-- Start Provided data --
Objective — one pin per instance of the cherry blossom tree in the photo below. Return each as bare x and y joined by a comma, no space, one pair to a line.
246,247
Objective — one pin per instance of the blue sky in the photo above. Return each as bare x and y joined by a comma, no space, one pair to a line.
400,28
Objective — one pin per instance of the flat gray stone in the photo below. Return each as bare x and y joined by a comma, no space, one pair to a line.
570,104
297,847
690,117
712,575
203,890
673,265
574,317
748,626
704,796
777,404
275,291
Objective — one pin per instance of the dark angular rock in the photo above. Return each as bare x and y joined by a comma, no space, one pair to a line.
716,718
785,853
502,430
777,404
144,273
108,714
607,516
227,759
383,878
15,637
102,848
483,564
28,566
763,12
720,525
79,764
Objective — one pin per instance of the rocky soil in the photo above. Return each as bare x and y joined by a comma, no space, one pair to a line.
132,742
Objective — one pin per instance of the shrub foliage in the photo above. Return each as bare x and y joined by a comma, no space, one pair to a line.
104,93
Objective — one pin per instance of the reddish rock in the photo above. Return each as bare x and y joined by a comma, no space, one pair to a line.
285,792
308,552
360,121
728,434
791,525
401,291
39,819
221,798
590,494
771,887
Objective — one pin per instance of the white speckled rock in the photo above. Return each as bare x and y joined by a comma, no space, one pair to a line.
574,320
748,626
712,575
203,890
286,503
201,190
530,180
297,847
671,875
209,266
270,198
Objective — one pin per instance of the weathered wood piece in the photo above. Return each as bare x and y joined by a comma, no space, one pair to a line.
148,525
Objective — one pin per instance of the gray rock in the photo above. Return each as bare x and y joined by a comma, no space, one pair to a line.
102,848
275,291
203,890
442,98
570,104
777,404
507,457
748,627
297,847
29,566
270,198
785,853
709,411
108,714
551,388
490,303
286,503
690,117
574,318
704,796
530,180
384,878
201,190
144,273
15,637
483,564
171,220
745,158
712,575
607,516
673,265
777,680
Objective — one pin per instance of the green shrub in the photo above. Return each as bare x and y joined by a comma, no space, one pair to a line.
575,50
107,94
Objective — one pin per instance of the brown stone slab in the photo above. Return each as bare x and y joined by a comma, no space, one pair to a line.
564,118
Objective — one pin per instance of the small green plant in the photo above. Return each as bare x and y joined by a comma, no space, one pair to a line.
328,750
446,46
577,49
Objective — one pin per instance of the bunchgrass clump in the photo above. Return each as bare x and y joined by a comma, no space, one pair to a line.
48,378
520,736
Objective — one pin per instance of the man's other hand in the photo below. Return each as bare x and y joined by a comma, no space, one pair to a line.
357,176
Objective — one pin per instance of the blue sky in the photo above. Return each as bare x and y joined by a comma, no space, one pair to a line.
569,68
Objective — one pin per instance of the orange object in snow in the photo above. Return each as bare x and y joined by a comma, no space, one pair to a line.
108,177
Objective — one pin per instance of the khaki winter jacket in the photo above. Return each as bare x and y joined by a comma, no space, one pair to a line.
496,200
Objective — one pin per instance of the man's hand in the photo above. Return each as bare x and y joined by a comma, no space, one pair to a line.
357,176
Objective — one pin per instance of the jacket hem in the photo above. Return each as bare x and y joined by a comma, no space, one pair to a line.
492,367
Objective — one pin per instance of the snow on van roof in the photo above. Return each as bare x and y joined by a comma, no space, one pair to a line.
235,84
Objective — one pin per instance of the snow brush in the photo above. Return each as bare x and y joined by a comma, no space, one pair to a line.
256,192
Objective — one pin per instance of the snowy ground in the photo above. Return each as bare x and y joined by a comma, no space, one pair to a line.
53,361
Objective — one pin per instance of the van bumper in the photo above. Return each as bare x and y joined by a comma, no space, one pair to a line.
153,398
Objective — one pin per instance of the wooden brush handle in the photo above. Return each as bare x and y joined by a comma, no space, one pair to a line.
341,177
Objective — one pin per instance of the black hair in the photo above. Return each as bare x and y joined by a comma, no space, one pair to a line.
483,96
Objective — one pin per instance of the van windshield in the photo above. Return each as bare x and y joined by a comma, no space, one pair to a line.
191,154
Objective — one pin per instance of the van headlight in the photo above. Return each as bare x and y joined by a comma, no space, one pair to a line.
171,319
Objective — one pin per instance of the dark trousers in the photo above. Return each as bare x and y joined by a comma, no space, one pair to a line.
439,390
-- End Provided data --
Problem details: Copy out the rows word for word, beginning with the line that contains "Objective — one pin per instance of the van headlight" and going on through the final line of the rows.

Result for this task:
Objective — one pin per instance of the van headlight in the photo above. Return each as bare x and y joined by a comma, no space, one pair to a line.
171,319
Objective — one pin per instance of the dark trousers in the photo above. Return each as bare x and y joined by a comma, no space, one pair to a line.
439,390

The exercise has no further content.